STORED RECORDS
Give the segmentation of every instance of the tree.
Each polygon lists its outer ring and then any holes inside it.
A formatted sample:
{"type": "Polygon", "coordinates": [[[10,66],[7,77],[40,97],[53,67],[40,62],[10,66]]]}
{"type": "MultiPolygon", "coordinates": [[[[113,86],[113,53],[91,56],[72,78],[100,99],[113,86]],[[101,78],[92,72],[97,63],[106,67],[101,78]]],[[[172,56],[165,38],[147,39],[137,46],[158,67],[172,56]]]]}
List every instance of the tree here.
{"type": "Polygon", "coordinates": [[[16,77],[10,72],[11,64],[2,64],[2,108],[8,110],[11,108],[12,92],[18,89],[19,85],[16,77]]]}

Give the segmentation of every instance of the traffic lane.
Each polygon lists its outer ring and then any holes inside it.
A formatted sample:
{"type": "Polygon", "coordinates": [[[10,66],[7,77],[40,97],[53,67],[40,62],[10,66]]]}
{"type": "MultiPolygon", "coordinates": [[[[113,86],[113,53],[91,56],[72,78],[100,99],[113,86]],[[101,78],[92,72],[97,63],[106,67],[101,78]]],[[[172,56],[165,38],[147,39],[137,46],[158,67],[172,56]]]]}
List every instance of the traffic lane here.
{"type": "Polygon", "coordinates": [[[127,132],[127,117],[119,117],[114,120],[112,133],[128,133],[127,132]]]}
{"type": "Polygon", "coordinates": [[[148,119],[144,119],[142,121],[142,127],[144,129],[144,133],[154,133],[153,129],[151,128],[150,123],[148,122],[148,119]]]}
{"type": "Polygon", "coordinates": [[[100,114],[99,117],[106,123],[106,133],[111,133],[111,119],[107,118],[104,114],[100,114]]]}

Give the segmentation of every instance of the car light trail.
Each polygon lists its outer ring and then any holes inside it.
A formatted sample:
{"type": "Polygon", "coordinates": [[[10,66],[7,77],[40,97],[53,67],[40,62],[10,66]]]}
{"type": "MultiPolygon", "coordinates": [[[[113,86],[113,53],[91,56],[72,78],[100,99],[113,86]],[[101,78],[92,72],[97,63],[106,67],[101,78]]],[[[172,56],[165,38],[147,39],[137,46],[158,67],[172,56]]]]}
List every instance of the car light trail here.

TASK
Can you render every line of the items above as a numbered list, skipping the blank lines?

EXERCISE ANSWER
1. Give the segmentation of every instance of the tree.
2. Each polygon lists its outer ring and then any holes inside it.
3. A formatted sample:
4. {"type": "Polygon", "coordinates": [[[10,66],[7,77],[40,97],[53,67],[40,62],[10,66]]]}
5. {"type": "MultiPolygon", "coordinates": [[[[113,86],[113,53],[91,56],[72,78],[100,99],[113,86]],[[101,78],[92,72],[97,63],[106,67],[101,78]]],[[[172,56],[165,38],[147,39],[137,46],[158,67],[172,56]]]]}
6. List every instance of the tree here.
7. {"type": "Polygon", "coordinates": [[[16,77],[10,72],[11,64],[2,64],[2,108],[8,110],[11,108],[12,92],[18,89],[19,85],[16,77]]]}
8. Give the segmentation of every instance of the traffic lane.
9. Each polygon lists its outer ring and then any holes inside it.
10. A formatted sample:
11. {"type": "Polygon", "coordinates": [[[10,66],[7,77],[40,97],[53,67],[40,62],[10,66]]]}
12. {"type": "MultiPolygon", "coordinates": [[[[113,86],[113,53],[91,56],[72,78],[100,99],[113,86]],[[101,78],[92,72],[97,63],[106,67],[101,78]]],[[[172,56],[165,38],[147,39],[137,46],[158,67],[172,56]]]]}
13. List every instance of the traffic lane here.
14. {"type": "Polygon", "coordinates": [[[127,132],[127,117],[119,117],[114,120],[112,133],[128,133],[127,132]]]}
15. {"type": "Polygon", "coordinates": [[[148,119],[144,119],[142,121],[142,127],[144,129],[144,133],[154,133],[153,129],[151,128],[150,123],[148,122],[148,119]]]}
16. {"type": "Polygon", "coordinates": [[[100,114],[99,117],[106,123],[106,133],[111,133],[111,119],[107,118],[104,114],[100,114]]]}
17. Give the segmentation of every instance of the car light trail.
18. Each polygon lists its outer ring and then any holes inside it.
19. A formatted sample:
20. {"type": "Polygon", "coordinates": [[[10,66],[7,77],[40,97],[53,67],[40,62],[10,66]]]}
21. {"type": "MultiPolygon", "coordinates": [[[[113,86],[113,53],[91,56],[72,78],[100,99],[113,86]],[[101,78],[92,72],[97,63],[106,67],[101,78]]],[[[172,56],[165,38],[147,39],[137,46],[158,67],[172,56]]]]}
22. List every instance of the car light trail here.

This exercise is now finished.